Entries from an annotation dataset
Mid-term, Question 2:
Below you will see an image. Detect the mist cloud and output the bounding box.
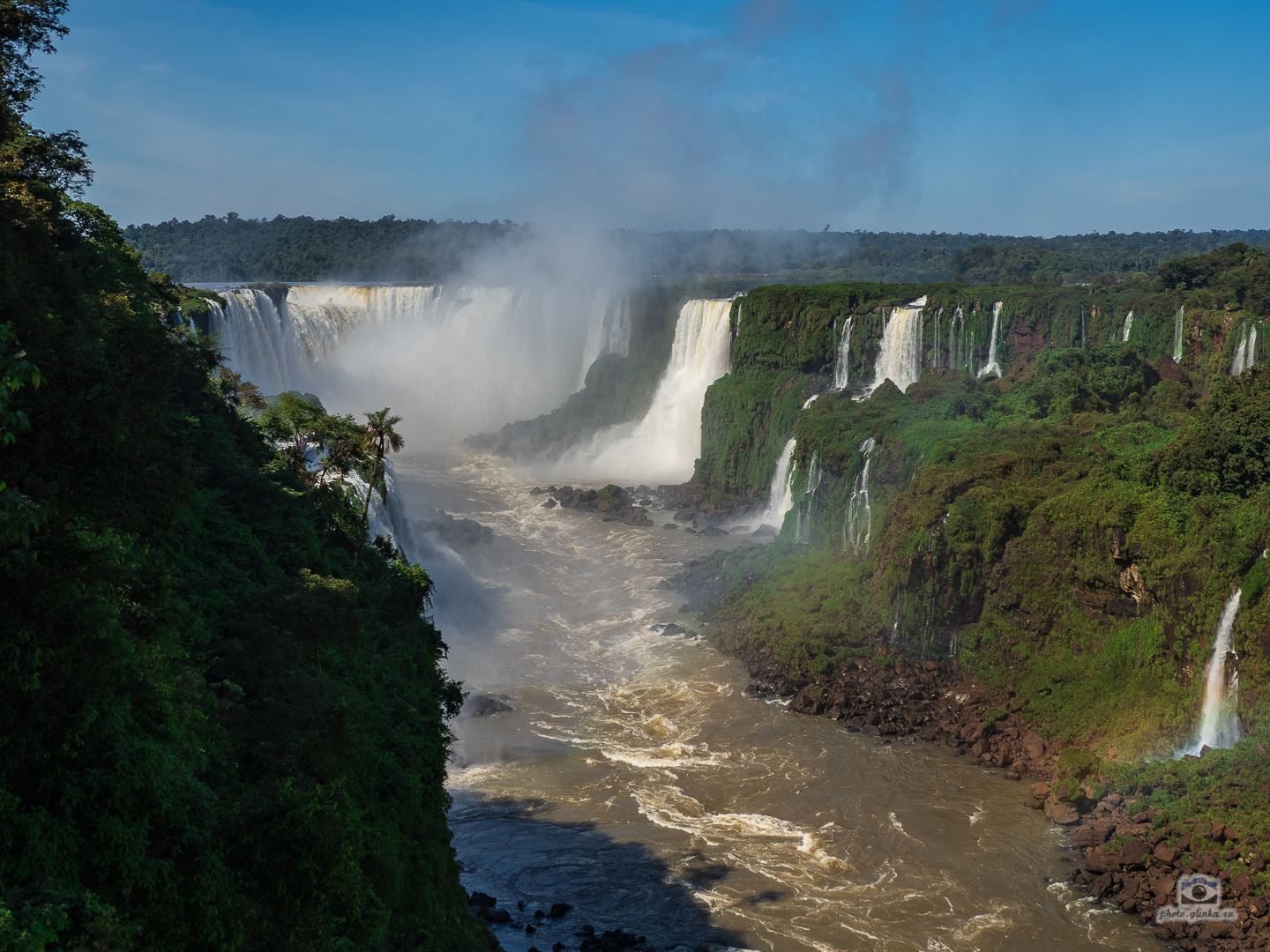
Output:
[525,0,1042,230]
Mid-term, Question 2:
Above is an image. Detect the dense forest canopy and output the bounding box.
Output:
[0,0,490,952]
[123,212,1270,285]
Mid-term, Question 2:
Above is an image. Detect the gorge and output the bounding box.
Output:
[200,243,1266,949]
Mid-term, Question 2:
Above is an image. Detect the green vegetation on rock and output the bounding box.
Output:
[695,246,1270,761]
[0,3,489,949]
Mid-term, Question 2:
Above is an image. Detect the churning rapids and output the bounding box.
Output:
[211,286,1161,952]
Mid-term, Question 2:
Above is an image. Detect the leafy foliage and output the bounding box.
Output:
[0,3,488,949]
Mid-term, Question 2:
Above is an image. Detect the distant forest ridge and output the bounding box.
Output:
[123,212,1270,285]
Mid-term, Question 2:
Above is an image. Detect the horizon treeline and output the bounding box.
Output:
[123,212,1270,285]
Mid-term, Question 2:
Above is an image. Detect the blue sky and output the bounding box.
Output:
[32,0,1270,234]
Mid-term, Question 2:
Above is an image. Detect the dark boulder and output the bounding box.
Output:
[462,695,514,716]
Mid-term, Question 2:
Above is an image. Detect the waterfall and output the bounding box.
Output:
[979,301,1002,377]
[1186,591,1244,754]
[794,453,825,542]
[578,294,631,390]
[833,317,852,390]
[1230,323,1258,377]
[1230,324,1249,377]
[761,436,797,532]
[208,285,599,447]
[842,436,878,557]
[564,298,733,485]
[870,294,926,392]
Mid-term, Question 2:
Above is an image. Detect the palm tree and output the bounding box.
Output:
[353,406,405,562]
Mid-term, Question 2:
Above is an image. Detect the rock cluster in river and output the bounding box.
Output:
[410,505,494,546]
[529,487,653,525]
[467,892,705,952]
[733,643,1060,779]
[1057,797,1270,952]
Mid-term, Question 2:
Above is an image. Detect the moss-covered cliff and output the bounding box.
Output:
[696,249,1270,756]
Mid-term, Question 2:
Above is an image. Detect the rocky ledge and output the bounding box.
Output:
[467,892,709,952]
[720,640,1065,779]
[1051,797,1270,952]
[529,484,653,525]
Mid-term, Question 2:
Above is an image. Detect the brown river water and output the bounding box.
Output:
[383,453,1164,952]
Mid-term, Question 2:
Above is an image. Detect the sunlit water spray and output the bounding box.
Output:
[549,298,731,485]
[1186,591,1244,754]
[210,285,609,447]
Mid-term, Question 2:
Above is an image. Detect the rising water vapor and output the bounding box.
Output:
[551,298,731,485]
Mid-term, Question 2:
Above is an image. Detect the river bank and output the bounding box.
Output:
[675,561,1270,952]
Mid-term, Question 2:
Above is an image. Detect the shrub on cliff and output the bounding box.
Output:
[0,0,488,949]
[1151,364,1270,496]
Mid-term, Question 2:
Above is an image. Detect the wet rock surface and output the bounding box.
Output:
[410,505,494,546]
[543,487,653,525]
[1071,792,1270,952]
[467,892,700,952]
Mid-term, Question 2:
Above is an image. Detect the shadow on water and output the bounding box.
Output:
[450,792,746,952]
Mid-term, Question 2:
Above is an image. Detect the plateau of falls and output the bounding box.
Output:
[1186,591,1244,754]
[554,298,733,484]
[208,285,601,445]
[833,317,851,390]
[1230,323,1258,377]
[978,301,1002,377]
[842,436,878,557]
[761,436,797,531]
[870,294,926,391]
[794,453,825,542]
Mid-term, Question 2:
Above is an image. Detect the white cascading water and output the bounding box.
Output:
[1230,324,1249,377]
[578,294,631,390]
[208,285,593,447]
[870,294,926,392]
[1230,324,1258,377]
[842,436,878,557]
[794,453,825,542]
[833,317,851,390]
[1186,591,1244,754]
[978,301,1002,377]
[759,436,797,531]
[558,298,733,485]
[931,307,944,367]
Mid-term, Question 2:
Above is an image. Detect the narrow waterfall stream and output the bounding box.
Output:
[761,436,797,532]
[978,301,1002,377]
[1186,591,1244,754]
[842,436,878,556]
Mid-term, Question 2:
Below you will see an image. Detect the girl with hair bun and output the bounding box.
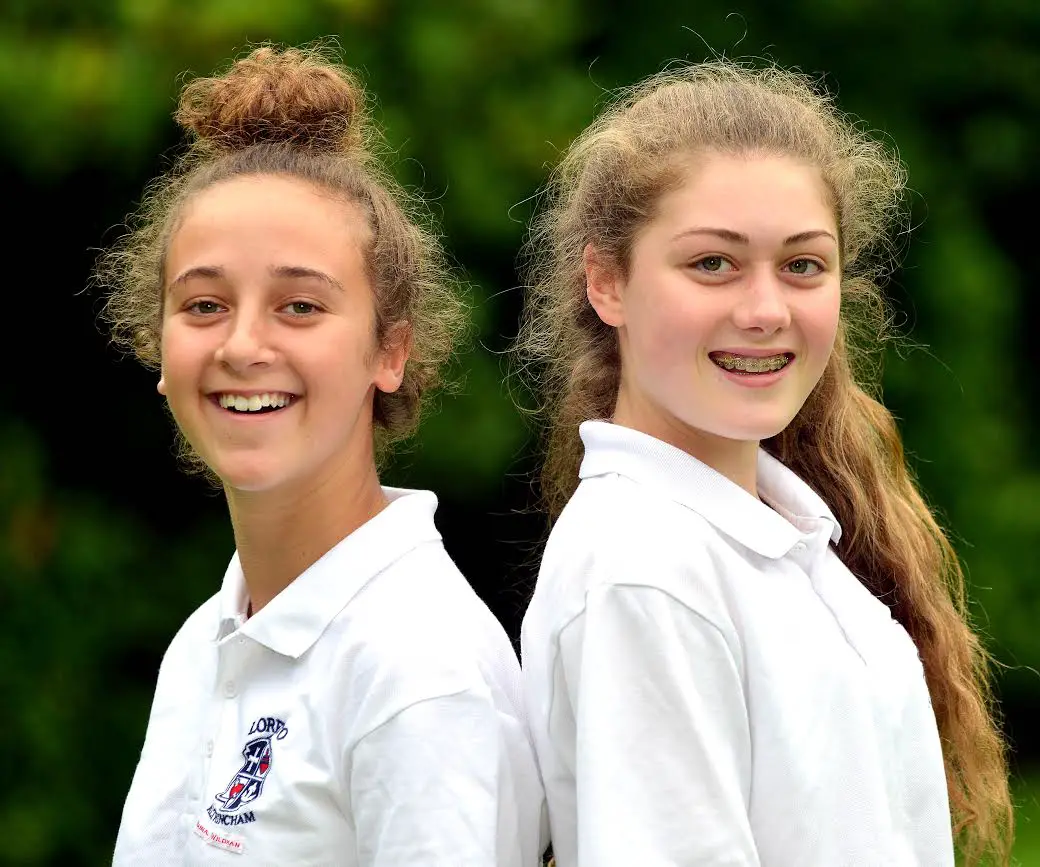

» Aim: Reproduce all of the rows above, replacing "output the bounding box" with "return the bounding box" wherever it occurs and leaving everything else unchanged; omit the pictures from your output.

» Complete output:
Mid-term, Question 2:
Below you will see an image. Detect the mist cloud and return the bounding box.
Output:
[525,0,1042,230]
Mid-term, Question 2:
Above is an image. Detect the dense forest canopy and return the bounding box.
Output:
[0,0,490,952]
[123,212,1270,285]
Mid-term, Question 2:
Above is an image. Detect the gorge and return the bounding box.
Output:
[200,243,1266,949]
Mid-term, Question 2:
Above is an image. Detect the green vegetation on rock and return the bounding box.
Output:
[695,246,1270,761]
[0,3,489,949]
Mid-term, Question 2:
Above is an image. Detect the churning rapids and return the bounding box.
Output:
[211,286,1161,952]
Mid-term, Question 2:
Above is an image. Detect the leafy foliage and return the bounding box.
Output:
[0,3,488,949]
Mid-term, Question 2:
Above is an image. Detect the distant forest ridge and return the bounding box.
Output:
[123,212,1270,285]
Mid-term, Question 2:
Above is an image. Detect the horizon treeline and return the bounding box.
Output:
[123,212,1270,285]
Mid-term, Question 2:
Above is an image. Detect the blue sky and return the bounding box.
Output:
[32,0,1270,234]
Mid-term, Question 2:
Above is an image. Detect the dark boulder and return the bounding box.
Output:
[462,695,514,716]
Mid-term, Question 2:
Above is an image. Detect the waterfall and return the bounding box.
Output:
[979,301,1002,377]
[1186,591,1244,754]
[794,453,825,542]
[578,294,631,390]
[833,317,852,390]
[1230,323,1258,377]
[1230,324,1249,377]
[761,436,797,532]
[208,285,599,447]
[842,436,878,557]
[564,298,733,485]
[870,294,926,392]
Mid-term, Question 2:
Above is an image. Detect the palm tree and return the bounding box.
Output:
[353,406,405,562]
Mid-term, Question 2:
Above is an image. Detect the rock cluster in river and return the bounding box.
Output:
[410,505,494,546]
[529,487,653,525]
[467,892,705,952]
[733,643,1060,779]
[1057,797,1270,952]
Mid-term, Question 2:
Above is an image. Detect the moss-covered cliff and return the bounding box.
Output:
[696,249,1270,756]
Mid-term, Question 2:
Above is an image. Detect the rocky ledge and return the bounding box.
Output:
[467,892,709,952]
[720,640,1065,779]
[1051,797,1270,952]
[529,484,653,525]
Mid-term, Question 2:
Above is an image. Detect the brown river water and return the bounding box.
Output:
[383,453,1164,952]
Mid-term, Question 2:
Above is an image. Detect the sunlit water spray and return the bounding box.
Output:
[549,298,731,485]
[1186,591,1244,754]
[210,285,609,447]
Mid-term, Question 2:
Above is an image. Detect the rising water vapor and return the bounding box.
Output:
[551,298,731,485]
Mid-term, Question 2:
Above is an image. Detect the river bank and return the bounding box.
Output:
[675,561,1270,952]
Mid-term, Question 2:
Above is an image. Detect the shrub on cliff and return the bounding box.
Output:
[0,0,488,949]
[1151,364,1270,496]
Mid-term, Question 2:
Above is an image. Detect the wet rock surface and return the bounding box.
Output:
[410,505,494,546]
[543,487,653,525]
[1071,792,1270,952]
[467,892,700,952]
Mid-term, Question 2:
Above is an image. Detect the shadow on water and return the bounding box.
Output:
[450,792,746,952]
Mid-term, Question 2:
Above is an image. Detect the plateau of falls and return the bounding box.
Output:
[1186,591,1244,754]
[554,298,733,484]
[208,285,601,445]
[833,317,851,390]
[1230,323,1258,377]
[978,301,1002,377]
[842,436,878,557]
[761,436,797,531]
[870,294,926,391]
[794,453,825,542]
Mid-term, Question 2:
Above is an image. Detect the white cascading water and return the bounding box.
Output:
[1230,324,1249,377]
[578,294,631,390]
[208,285,593,447]
[870,294,926,392]
[1230,324,1258,377]
[842,436,878,557]
[794,453,825,542]
[833,317,851,390]
[1186,591,1244,754]
[978,301,1002,377]
[759,436,797,531]
[558,298,733,485]
[931,307,944,367]
Mid-term, Question 2:
Above is an image. Detect the narrow waterfall stream and return the bounding box.
Output:
[761,436,797,532]
[978,301,1002,377]
[1186,591,1244,754]
[842,436,878,556]
Mid-term, Question 2:
Below you will see an image. Detect the girl with hair bun and return the bounding box.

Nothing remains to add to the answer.